## What is expected
Write the listing out again, exactly as it reads below.

## Supplied information
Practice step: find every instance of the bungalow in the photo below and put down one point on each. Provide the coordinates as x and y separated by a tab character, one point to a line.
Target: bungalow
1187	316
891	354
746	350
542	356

## Answer space
Practice step: find every instance of the bungalow in the photo below and put down one point on each. Provide the coordinates as x and y separated by a tab character, one point to a line.
Target: bungalow
1187	316
891	354
746	350
542	356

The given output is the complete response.